• Records shown:
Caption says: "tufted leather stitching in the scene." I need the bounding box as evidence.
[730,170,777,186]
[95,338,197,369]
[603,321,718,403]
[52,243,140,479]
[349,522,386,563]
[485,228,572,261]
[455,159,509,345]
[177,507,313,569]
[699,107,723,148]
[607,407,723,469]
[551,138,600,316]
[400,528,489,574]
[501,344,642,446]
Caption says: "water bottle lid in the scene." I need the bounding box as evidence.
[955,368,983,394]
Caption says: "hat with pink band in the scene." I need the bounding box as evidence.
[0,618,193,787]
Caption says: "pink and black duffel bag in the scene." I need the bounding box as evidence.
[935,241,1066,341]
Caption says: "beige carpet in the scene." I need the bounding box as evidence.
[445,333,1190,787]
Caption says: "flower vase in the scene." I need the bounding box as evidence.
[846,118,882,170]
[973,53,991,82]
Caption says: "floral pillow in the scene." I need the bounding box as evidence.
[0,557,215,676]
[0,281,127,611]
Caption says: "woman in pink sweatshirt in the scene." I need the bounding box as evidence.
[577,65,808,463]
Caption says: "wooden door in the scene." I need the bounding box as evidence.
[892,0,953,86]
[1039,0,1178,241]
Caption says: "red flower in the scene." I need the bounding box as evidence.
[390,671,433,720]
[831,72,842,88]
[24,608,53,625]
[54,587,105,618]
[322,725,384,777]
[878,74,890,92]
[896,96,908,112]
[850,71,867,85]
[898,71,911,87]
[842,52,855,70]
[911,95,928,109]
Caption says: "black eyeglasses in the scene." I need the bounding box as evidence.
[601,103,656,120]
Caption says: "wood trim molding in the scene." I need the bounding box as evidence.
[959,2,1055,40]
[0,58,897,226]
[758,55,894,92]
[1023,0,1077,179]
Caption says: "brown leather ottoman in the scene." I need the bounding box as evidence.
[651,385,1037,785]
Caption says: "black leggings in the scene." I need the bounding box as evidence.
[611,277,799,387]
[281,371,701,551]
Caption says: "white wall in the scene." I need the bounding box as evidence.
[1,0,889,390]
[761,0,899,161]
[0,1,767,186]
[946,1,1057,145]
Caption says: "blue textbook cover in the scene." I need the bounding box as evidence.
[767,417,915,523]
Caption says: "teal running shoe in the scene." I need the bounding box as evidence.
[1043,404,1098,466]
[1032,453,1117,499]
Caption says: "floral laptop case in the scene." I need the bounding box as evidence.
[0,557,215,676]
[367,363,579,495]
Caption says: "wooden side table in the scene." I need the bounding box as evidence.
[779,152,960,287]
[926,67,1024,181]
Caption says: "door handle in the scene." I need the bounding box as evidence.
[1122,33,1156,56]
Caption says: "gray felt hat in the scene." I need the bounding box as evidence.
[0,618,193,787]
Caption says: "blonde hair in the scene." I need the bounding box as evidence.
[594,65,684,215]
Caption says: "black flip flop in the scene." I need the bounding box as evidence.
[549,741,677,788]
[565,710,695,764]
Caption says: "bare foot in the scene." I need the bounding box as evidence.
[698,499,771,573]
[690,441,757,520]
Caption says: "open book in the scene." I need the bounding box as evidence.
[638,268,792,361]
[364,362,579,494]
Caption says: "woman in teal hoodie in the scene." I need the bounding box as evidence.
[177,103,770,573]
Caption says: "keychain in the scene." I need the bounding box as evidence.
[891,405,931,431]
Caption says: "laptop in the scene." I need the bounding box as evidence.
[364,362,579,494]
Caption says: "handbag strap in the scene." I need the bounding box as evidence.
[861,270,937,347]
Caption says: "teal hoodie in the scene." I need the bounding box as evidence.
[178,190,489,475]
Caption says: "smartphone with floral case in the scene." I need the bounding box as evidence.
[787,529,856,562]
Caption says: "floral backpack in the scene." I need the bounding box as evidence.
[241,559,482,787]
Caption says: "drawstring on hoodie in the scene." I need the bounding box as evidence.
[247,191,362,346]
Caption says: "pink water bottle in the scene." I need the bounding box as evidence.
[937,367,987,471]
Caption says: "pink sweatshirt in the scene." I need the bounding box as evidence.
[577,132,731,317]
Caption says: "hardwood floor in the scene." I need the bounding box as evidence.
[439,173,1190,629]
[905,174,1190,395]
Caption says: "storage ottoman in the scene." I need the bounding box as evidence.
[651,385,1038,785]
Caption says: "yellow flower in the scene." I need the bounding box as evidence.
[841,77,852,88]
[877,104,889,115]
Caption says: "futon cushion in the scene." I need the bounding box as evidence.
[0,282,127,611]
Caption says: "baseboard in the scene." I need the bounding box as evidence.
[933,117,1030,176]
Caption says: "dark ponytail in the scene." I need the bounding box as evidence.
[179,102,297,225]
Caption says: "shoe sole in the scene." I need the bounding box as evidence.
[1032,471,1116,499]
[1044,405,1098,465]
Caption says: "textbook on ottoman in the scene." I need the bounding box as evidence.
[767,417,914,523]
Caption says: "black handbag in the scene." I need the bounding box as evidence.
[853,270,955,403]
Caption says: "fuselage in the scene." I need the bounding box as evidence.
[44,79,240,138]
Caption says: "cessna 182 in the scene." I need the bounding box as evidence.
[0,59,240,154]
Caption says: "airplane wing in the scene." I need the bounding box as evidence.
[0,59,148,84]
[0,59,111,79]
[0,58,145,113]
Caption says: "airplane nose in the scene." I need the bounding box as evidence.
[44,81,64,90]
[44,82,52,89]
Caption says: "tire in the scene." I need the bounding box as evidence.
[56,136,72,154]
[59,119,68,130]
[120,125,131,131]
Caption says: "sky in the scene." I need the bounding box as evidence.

• Exercise goal: An exact copy of every record is needed, so retype them all.

• Answer:
Caption says: "tufted leather stitching in the scene." I need the bounding box as evidence.
[730,170,777,186]
[95,338,197,369]
[603,321,718,403]
[52,243,140,479]
[349,522,386,563]
[485,228,572,261]
[455,159,509,345]
[177,507,313,569]
[699,107,723,148]
[607,407,723,469]
[551,138,600,316]
[400,528,489,574]
[501,344,642,446]
Caption says: "water bottle lid in the scene." I need the bounding box as evidence.
[955,368,983,394]
Caption says: "hat with pink band in the scene." I need the bounding box as evidence.
[0,618,193,787]
Caption says: "pink and black duffel bag in the scene." I need the bounding box as evidence.
[935,241,1066,341]
Caption says: "beige carpet in the scene." I need the bounding box as evidence.
[445,333,1190,787]
Caption says: "flower vase in the scene." I need the bounding box as evidence.
[846,118,882,170]
[973,53,991,82]
Caption says: "floral pillow in the scene." I need the bounding box as evidence.
[0,557,215,676]
[0,281,127,611]
Caption says: "woman in pink sweatshirt in the scene." I need the bounding box as evidence.
[577,65,808,463]
Caption says: "wooden door in the scene." I need the bounding box as evidence.
[892,0,953,86]
[1039,0,1178,241]
Caption says: "red flower in the scene." I need the bounding box as evidence.
[390,671,433,720]
[831,72,842,88]
[24,608,53,625]
[54,587,105,618]
[322,725,384,777]
[878,74,890,92]
[896,96,908,112]
[850,71,867,85]
[898,71,911,87]
[842,52,855,70]
[911,95,928,109]
Caption says: "black eyeglasses in the scene." I need the bounding box as evidence.
[601,103,656,120]
Caption says: "wood trim molding in the scene." I need the bounding box as evidence.
[959,2,1055,40]
[0,58,897,226]
[758,55,894,92]
[1023,0,1077,179]
Caption says: "brown leather ottoman in the scene." I need the bounding box as evidence.
[651,385,1037,785]
Caption says: "black leggings in the scene." I need the bounding box as evidence.
[611,277,799,387]
[281,371,701,551]
Caption says: "white wall in the scene." I need the bounding box as evidence.
[1,0,889,390]
[761,0,899,161]
[0,1,767,186]
[946,1,1057,145]
Caption says: "blue textbook cover in the scene." I need the bounding box as evidence.
[767,417,915,523]
Caption says: "teal running shoe in the scene." I need the bounding box as evidence.
[1043,404,1098,466]
[1032,453,1117,499]
Caption says: "floral laptop case in the scene." I need the bounding box as evidence.
[0,557,215,676]
[367,363,579,495]
Caption says: "wooden side table in the scene." I need the bounding box as evidence.
[779,152,960,287]
[926,67,1024,181]
Caption says: "door handle in the scene." I need the bounding box as evidence.
[1122,33,1156,56]
Caption says: "gray felt hat in the scene." I need the bounding box as evidence.
[0,618,193,787]
Caption says: "blonde hair in the scene." I need the bounding box as evidence.
[594,65,684,215]
Caption says: "black flip flop in the scene." I need the bounding box as evidence.
[549,741,677,788]
[565,710,695,764]
Caption says: "bare foot in the scene." I need the bounding box as evidence.
[698,499,771,573]
[690,441,757,520]
Caption says: "open book in the scene." I need the bounding box as evidence.
[638,268,792,361]
[364,362,579,494]
Caption says: "woman in teal hoodie in the scene." I need the bounding box as evidence.
[177,103,770,573]
Caption says: "keychain in the scene." I need the bounding box as evidence.
[891,405,931,431]
Caption says: "laptop in the scene." I need the bounding box as evidence.
[364,362,579,494]
Caption says: "handbag strap in the scene." I need the bounding box as evidence.
[861,270,937,347]
Caption says: "teal hoodie in the scene." I need the bounding box as evidence.
[178,190,489,475]
Caption says: "smartphone with floral case in the scene." I need the bounding box as evidence.
[787,529,856,562]
Caption says: "floral backpack in the scene." I need the bounding box as evidence.
[241,559,482,787]
Caption says: "drawstring on hoodie in the scene." I need the bounding box as evidence.
[247,191,362,346]
Caption says: "pink water bottle in the scene." I need the bounding box as evidence.
[937,367,987,471]
Caption says: "pink sweatshirt in the scene." I need the bounding box as evidence.
[577,132,731,317]
Caption says: "hardwood floor in the scene." I need the bounding box as evidence.
[439,173,1190,629]
[905,174,1190,395]
Caption says: "storage ottoman in the scene." I need the bounding box as evidence.
[651,385,1038,785]
Caption says: "yellow flower in the scene." I need the bounding box as evidence.
[841,77,852,88]
[877,104,889,115]
Caption says: "futon cushion in the scene." I need the bounding box as evidence.
[0,282,127,611]
Caption says: "baseboard in the scene." I need the bounding box as evidence.
[933,117,1030,176]
Caption says: "dark ponytail in the scene." I need the bounding box as evidence.
[179,102,297,225]
Caption says: "shoe sole in the scene." I need the bounding box as evidence.
[1032,471,1116,499]
[1044,405,1098,465]
Caption says: "textbook on ottoman in the scene." I need the bounding box as evidence.
[767,417,914,523]
Caption says: "black handbag in the scene." I need the bounding box as evidence.
[853,270,955,403]
Caption says: "fuselage in the scene." I need the bounding box as evidence.
[44,79,240,138]
Caption says: "cessna 182 in the scene." I need the bounding box as evidence.
[0,59,240,154]
Caption says: "airplane wing in the scene." I need the bounding box as evidence.
[0,59,148,84]
[0,59,111,79]
[0,58,145,113]
Caption says: "airplane nose in the scene." I need the bounding box as evidence.
[44,81,64,90]
[44,82,52,89]
Caption says: "tire in the scene." I need the bounding box as evidence.
[56,136,72,154]
[59,119,68,130]
[120,125,131,131]
Caption says: "sky in the scene." I need the bounding box as evidence.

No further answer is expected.